··· DATA SHOWN ···

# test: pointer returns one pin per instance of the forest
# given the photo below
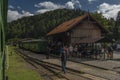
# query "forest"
(38, 25)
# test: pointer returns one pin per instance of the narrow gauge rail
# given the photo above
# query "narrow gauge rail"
(70, 75)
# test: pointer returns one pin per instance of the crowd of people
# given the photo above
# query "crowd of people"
(85, 50)
(95, 51)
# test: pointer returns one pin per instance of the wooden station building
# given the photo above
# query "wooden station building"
(83, 29)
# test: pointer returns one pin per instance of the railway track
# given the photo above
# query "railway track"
(55, 73)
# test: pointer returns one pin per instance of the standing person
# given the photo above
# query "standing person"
(63, 59)
(110, 52)
(71, 50)
(75, 50)
(48, 51)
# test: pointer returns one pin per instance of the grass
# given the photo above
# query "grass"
(19, 70)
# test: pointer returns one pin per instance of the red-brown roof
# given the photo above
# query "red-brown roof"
(70, 24)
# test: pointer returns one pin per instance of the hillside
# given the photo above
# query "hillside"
(37, 26)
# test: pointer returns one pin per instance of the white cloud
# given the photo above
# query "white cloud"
(73, 4)
(18, 7)
(14, 15)
(48, 6)
(109, 11)
(90, 1)
(10, 7)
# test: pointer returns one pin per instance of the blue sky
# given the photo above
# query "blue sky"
(21, 8)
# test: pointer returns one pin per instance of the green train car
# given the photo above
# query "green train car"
(36, 45)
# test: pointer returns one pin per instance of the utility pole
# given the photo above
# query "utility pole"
(3, 24)
(116, 27)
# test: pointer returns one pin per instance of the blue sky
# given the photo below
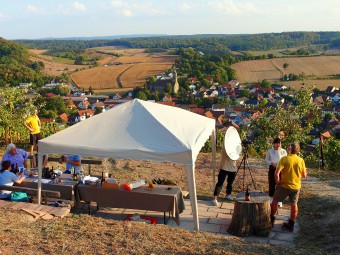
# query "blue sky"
(32, 19)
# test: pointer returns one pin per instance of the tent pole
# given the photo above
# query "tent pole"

···

Select from the material above each line in which the string "tent" appears, and list those lines.

# test: pointer returns one pin per instance of the tent pole
# query "tent pole"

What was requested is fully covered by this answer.